Render the material between the line holding "Each instance of the cloud" and the line holding "[[[254,47],[234,41],[0,43],[0,139],[249,143],[256,140]]]", inclusive, as a JSON list of strings with one string per line and blank lines left out.

<<<<

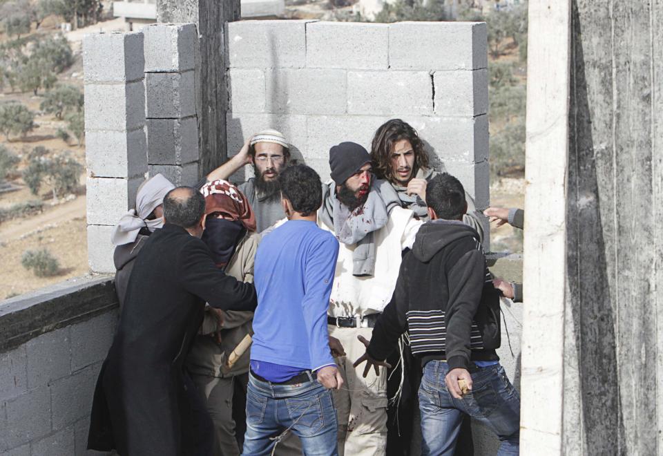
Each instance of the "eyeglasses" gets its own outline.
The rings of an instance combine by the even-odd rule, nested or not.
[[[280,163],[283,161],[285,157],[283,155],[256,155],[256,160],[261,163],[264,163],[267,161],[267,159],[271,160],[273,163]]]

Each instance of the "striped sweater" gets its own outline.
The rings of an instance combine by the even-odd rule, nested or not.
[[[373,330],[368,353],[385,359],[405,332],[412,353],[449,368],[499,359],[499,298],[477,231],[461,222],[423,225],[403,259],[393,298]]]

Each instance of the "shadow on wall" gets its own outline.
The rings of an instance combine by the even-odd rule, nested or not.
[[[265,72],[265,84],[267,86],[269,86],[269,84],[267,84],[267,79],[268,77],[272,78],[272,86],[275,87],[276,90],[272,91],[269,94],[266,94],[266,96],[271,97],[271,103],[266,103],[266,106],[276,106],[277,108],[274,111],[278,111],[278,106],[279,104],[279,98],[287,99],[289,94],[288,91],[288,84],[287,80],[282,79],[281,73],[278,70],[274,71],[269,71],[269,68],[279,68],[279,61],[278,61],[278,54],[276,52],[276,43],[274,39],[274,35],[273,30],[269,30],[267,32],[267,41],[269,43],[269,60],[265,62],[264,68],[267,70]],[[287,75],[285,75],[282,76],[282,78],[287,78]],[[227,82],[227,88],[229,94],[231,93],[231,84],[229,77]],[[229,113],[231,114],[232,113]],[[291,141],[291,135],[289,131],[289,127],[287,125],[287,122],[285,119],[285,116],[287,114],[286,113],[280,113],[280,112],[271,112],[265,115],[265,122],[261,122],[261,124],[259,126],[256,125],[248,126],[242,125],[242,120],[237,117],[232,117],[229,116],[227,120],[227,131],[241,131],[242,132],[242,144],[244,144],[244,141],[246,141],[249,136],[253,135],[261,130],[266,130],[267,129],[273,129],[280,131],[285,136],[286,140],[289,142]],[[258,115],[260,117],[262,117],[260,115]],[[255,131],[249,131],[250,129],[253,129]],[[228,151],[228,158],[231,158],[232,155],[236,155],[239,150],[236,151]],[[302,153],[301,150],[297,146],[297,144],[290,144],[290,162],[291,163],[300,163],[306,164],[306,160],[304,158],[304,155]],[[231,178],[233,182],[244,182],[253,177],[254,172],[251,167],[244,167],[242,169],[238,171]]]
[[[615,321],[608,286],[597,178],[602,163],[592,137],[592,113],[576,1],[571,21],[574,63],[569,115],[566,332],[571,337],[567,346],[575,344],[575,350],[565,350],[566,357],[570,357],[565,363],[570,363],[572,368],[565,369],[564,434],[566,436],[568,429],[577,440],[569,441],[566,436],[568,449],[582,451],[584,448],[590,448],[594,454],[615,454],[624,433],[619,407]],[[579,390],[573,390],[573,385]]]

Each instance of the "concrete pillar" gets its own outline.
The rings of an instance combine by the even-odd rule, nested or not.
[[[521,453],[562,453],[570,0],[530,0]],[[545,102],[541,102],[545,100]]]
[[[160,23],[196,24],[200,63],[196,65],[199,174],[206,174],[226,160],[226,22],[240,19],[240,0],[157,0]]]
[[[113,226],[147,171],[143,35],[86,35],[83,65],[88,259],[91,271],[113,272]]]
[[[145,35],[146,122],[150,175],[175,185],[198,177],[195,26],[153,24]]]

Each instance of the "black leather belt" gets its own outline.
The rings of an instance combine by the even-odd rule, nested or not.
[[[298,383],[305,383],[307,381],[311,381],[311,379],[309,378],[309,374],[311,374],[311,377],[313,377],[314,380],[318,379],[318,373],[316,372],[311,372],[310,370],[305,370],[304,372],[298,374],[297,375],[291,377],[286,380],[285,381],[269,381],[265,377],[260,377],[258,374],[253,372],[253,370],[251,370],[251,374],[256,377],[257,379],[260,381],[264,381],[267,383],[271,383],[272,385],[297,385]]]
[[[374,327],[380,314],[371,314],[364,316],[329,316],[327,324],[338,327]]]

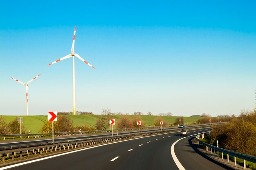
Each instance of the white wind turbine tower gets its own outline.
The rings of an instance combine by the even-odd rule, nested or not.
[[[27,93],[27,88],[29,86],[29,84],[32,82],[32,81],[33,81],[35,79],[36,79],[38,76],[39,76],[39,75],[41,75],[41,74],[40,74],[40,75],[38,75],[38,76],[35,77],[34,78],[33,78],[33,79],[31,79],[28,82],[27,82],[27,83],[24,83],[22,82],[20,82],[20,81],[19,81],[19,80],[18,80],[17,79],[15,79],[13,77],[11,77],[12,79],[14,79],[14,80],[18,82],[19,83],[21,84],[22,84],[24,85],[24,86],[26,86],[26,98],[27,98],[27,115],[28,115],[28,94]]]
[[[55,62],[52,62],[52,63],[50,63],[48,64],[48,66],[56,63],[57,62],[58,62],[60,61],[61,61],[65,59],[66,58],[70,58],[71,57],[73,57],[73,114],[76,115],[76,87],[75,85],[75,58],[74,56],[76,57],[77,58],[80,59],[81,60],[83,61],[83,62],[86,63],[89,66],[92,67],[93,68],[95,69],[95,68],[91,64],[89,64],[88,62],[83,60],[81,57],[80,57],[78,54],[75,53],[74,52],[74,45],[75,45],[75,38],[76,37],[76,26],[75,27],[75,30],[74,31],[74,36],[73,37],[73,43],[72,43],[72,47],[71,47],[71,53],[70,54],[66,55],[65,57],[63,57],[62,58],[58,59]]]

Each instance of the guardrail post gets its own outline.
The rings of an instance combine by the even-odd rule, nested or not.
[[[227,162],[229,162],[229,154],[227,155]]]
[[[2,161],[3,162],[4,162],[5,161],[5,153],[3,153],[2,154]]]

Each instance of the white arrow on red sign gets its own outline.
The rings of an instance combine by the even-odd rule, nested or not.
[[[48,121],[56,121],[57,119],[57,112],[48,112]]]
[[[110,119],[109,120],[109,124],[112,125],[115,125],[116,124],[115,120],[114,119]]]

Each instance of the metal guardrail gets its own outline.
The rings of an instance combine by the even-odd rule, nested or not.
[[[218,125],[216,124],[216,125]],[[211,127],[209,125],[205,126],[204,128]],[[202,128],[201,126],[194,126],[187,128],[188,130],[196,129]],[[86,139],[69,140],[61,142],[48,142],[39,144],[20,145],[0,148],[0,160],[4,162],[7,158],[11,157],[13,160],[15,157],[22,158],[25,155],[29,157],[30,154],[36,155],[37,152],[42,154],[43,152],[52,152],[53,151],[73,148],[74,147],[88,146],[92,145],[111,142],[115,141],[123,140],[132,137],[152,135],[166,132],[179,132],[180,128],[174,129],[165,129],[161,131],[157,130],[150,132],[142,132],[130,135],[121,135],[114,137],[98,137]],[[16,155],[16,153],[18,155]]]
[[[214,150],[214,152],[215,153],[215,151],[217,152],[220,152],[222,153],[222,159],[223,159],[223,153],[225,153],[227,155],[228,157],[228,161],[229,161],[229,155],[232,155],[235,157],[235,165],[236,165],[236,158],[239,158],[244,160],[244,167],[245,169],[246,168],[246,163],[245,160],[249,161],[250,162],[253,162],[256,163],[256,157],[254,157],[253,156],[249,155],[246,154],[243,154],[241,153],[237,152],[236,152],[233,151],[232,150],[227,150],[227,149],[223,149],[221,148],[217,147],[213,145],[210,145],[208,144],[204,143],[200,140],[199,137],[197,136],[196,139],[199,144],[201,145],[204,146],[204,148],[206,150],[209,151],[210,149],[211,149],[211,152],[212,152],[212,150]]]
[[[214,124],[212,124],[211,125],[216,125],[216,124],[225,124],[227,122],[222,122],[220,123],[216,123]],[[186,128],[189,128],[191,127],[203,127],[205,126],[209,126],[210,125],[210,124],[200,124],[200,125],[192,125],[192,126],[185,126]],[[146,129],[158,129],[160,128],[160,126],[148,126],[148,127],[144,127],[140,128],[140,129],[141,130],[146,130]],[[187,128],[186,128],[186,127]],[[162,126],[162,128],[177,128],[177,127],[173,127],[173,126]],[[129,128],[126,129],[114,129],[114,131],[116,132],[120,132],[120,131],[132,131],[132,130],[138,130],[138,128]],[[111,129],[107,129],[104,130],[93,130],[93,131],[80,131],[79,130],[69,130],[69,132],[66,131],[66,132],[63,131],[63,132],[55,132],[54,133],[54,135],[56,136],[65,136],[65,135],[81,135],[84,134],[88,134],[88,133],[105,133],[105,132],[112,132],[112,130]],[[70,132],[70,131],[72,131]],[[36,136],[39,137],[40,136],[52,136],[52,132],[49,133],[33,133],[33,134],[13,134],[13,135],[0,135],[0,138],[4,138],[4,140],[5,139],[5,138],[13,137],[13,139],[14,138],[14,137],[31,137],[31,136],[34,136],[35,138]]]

>>>>
<<<<

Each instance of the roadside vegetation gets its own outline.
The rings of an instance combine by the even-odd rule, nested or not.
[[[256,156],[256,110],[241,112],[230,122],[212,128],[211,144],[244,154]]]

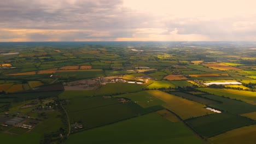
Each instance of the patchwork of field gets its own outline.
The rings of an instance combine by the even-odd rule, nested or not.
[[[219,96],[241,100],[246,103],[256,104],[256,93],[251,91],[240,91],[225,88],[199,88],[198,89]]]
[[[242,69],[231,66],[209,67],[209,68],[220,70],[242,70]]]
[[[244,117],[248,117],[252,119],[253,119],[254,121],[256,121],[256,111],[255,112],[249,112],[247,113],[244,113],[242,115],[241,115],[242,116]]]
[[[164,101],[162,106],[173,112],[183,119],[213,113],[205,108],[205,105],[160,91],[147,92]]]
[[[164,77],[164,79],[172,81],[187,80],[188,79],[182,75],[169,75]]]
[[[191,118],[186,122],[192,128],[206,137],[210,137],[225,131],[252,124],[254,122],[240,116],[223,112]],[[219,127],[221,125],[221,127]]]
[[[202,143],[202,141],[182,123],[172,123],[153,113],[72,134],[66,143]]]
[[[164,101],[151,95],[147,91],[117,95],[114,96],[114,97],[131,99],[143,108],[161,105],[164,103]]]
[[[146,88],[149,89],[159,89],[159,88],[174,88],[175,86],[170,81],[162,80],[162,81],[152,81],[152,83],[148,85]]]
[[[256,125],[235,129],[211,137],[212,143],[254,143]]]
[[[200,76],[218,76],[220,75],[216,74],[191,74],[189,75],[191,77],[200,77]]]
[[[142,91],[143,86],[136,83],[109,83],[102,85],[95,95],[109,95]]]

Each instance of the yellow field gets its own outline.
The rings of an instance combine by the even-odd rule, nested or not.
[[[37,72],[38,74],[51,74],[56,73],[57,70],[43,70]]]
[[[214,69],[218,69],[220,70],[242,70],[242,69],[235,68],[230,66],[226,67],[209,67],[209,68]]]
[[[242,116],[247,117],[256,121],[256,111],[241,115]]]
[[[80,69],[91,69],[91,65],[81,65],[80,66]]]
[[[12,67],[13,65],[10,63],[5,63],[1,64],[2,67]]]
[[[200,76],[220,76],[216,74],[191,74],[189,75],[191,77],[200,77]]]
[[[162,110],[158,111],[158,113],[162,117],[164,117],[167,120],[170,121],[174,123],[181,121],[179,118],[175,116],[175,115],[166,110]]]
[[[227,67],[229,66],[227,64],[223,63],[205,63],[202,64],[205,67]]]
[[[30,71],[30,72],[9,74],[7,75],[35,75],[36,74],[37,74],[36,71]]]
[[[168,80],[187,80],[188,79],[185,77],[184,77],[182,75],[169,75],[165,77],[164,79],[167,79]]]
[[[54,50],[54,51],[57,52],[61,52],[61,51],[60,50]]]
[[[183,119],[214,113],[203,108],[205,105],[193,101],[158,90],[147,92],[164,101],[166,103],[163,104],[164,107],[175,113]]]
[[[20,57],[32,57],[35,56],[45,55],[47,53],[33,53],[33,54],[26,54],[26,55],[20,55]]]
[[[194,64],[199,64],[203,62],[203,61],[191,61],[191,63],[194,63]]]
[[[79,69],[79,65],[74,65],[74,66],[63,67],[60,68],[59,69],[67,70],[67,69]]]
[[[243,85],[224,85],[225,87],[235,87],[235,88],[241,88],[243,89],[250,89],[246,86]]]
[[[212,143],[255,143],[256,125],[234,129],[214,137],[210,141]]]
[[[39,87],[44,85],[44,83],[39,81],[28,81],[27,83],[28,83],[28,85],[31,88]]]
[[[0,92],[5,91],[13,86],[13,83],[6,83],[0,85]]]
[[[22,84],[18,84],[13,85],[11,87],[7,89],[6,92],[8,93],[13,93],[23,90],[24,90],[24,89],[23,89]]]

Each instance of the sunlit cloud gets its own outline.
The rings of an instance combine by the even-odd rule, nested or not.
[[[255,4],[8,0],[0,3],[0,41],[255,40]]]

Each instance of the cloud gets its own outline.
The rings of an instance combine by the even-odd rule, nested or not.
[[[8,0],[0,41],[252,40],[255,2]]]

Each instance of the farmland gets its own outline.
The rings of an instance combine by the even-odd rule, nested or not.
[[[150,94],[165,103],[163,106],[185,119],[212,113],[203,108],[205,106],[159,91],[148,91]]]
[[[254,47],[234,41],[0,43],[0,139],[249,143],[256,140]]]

>>>>

**ANSWER:**
[
  "Each instance of the cloud gets its own outline.",
  "The rings of an instance combine by the even-odd rule, nested or not.",
  "[[[8,0],[0,41],[252,40],[255,2]]]",
  "Each instance of the farmland gets its own outline.",
  "The rings of an instance combine by the even-odd rule, nested or not.",
  "[[[150,94],[165,103],[163,106],[185,119],[212,113],[203,108],[205,106],[159,91],[148,91]]]",
  "[[[254,47],[234,41],[0,43],[0,139],[249,143],[256,140]]]"
]